> _Descripción del ejercicio_: ¿Puedes actualizar las líneas de los registros empezando por la línea con "Category: scattered stone fragment" y siguiendo hasta la línea con "pixel 171 41", ambas incluidas, y escribirlas de nuevo con "instance" sustituido por "object" y todo lo demás sin cambios? Devuelve solo esas líneas.

==== Registros para procesar ====

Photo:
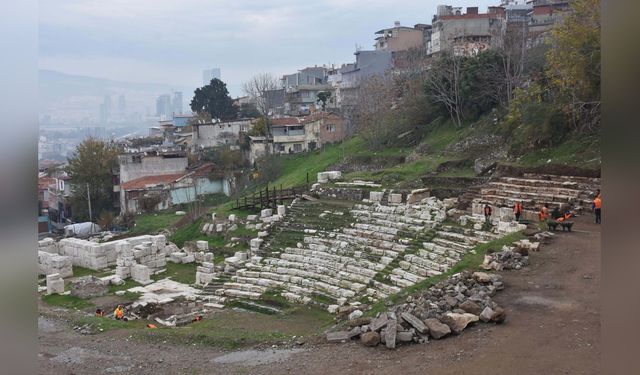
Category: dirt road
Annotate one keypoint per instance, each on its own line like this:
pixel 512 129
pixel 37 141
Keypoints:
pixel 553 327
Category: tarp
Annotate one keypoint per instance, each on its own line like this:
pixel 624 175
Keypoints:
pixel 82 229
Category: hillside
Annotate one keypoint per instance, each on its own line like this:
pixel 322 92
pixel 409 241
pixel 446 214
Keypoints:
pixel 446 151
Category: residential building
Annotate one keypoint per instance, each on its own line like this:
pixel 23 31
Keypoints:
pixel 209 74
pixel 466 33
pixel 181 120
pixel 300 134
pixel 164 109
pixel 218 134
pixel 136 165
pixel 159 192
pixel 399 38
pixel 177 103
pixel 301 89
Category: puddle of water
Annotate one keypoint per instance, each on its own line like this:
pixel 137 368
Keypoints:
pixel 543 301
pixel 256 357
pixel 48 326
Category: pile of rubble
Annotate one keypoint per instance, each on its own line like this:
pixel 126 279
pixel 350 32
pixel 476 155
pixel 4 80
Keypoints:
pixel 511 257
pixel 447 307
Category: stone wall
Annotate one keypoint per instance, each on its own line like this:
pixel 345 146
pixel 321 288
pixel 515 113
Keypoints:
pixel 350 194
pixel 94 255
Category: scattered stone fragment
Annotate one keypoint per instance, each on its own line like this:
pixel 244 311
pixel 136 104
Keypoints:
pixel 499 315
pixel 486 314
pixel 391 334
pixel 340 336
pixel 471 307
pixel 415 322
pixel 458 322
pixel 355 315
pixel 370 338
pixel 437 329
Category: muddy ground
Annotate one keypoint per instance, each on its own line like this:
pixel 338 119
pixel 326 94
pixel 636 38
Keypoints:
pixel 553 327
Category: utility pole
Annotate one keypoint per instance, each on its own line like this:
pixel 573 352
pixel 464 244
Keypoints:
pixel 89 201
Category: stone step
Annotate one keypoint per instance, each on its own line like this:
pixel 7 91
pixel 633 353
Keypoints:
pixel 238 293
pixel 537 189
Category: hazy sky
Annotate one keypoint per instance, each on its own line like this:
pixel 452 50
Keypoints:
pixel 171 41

====
==== Registros para procesar ====

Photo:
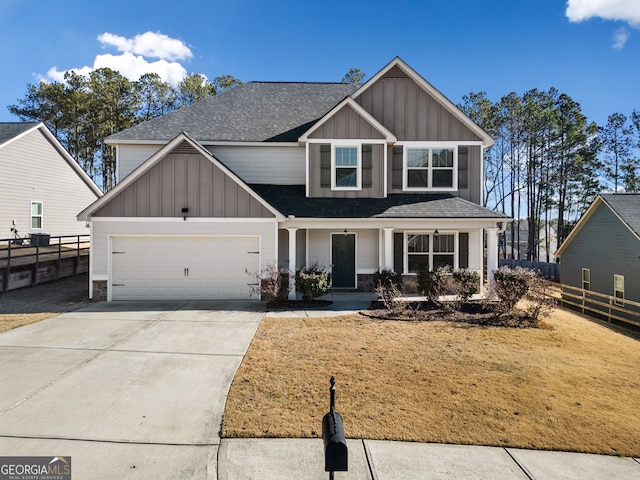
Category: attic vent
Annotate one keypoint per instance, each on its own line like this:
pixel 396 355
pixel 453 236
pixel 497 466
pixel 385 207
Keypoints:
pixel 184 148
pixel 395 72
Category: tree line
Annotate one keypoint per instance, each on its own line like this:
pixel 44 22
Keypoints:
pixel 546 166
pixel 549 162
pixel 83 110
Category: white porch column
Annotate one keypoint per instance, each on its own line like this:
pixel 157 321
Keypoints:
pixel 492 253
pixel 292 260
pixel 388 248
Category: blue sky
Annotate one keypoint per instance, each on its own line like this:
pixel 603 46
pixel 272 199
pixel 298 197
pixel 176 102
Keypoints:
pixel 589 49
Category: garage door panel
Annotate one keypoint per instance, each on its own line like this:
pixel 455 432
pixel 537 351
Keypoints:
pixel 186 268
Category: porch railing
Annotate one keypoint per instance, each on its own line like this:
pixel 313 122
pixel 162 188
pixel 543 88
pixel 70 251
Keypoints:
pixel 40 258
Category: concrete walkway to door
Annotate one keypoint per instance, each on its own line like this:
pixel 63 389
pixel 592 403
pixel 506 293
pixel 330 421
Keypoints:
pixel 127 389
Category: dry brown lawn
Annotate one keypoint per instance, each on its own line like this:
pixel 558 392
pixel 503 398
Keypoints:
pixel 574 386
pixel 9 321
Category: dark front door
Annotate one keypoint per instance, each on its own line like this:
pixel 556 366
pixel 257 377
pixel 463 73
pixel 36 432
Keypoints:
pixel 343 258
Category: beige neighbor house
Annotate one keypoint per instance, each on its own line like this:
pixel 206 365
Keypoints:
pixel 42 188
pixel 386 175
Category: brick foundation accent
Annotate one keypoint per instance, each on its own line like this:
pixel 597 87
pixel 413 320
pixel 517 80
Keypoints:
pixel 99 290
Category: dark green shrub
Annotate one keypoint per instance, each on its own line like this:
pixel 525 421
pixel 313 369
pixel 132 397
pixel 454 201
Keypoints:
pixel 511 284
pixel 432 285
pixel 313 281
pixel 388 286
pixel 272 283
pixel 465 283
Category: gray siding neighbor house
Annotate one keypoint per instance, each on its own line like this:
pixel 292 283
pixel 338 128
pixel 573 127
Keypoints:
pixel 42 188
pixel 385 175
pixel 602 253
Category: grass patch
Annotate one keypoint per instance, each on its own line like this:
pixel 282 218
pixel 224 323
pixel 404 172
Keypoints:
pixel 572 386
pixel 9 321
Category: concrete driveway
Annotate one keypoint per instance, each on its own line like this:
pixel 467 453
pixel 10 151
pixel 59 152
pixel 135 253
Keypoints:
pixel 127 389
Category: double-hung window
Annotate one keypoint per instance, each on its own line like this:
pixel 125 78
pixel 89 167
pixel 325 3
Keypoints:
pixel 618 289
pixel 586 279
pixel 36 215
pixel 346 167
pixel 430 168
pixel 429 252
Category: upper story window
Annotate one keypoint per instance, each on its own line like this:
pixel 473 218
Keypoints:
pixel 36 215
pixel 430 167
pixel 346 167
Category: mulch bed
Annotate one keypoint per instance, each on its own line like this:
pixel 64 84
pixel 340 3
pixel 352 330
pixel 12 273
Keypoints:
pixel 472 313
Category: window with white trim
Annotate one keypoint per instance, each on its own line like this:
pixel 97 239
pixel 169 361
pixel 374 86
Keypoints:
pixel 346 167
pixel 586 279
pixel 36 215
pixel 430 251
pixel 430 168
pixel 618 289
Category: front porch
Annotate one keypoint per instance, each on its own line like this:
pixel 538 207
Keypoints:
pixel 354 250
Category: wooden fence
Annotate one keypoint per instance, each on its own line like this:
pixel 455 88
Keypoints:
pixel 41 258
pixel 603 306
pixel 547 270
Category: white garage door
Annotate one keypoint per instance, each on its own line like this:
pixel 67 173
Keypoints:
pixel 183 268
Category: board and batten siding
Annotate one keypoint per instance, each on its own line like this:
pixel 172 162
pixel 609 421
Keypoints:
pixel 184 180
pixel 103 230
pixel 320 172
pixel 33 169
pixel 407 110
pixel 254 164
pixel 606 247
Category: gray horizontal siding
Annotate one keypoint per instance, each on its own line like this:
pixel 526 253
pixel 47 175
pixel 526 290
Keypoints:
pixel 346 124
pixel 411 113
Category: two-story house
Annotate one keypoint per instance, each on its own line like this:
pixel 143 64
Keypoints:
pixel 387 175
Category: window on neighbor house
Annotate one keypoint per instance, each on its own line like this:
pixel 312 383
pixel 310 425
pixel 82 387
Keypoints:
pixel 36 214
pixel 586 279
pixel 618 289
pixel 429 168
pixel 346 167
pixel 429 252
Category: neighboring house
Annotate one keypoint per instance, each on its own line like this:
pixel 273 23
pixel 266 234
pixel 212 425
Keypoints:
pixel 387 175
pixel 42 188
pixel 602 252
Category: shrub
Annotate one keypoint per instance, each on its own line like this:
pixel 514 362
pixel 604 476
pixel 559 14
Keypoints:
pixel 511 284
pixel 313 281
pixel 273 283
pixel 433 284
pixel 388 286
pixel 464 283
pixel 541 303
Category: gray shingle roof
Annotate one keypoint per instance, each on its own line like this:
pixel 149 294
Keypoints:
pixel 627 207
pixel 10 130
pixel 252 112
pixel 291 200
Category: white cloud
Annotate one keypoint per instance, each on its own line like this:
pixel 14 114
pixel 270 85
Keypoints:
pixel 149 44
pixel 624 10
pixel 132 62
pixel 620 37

====

> _Respuesta_:
Category: scattered stone fragment
Annotate one keypoint per object, each on its own line like this:
pixel 244 311
pixel 136 104
Keypoints:
pixel 499 315
pixel 486 314
pixel 391 334
pixel 340 336
pixel 471 307
pixel 415 322
pixel 458 322
pixel 355 315
pixel 370 338
pixel 437 329
Category: muddy ground
Annotate one keypoint per object, each on its own line like this:
pixel 338 119
pixel 326 94
pixel 636 38
Keypoints:
pixel 553 327
Category: utility pole
Annotate one keypoint per object, each on its own line like this:
pixel 573 352
pixel 464 244
Keypoints:
pixel 89 201
Category: stone step
Annotate one keypoint per object, each on its own line like this:
pixel 7 91
pixel 633 353
Keypoints:
pixel 238 293
pixel 537 189
Category: hazy sky
Annotate one keypoint per object, each on its own line like this:
pixel 452 50
Keypoints:
pixel 171 41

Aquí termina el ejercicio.